Please write out the records exactly.

[Source records]
══════════
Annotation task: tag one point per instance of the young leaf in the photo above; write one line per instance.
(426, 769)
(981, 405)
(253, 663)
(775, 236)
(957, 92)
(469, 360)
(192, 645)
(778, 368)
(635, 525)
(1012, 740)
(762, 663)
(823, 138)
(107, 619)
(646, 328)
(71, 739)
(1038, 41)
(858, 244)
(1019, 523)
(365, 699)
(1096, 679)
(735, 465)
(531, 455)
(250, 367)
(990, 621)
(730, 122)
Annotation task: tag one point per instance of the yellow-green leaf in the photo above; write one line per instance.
══════════
— RESPONSE TO THIS TASK —
Annotation task: tag one point per instance of the young leaf in the photo above; write one line per instance.
(426, 769)
(981, 405)
(253, 663)
(775, 236)
(957, 92)
(469, 360)
(192, 645)
(778, 368)
(635, 525)
(1012, 740)
(762, 663)
(823, 138)
(107, 619)
(646, 328)
(71, 739)
(1038, 41)
(858, 244)
(1019, 523)
(365, 699)
(1096, 679)
(735, 465)
(531, 455)
(250, 367)
(990, 621)
(730, 122)
Annotation task: tag one point per instance of the yellow-green leaf in the photo above; write one line per instance.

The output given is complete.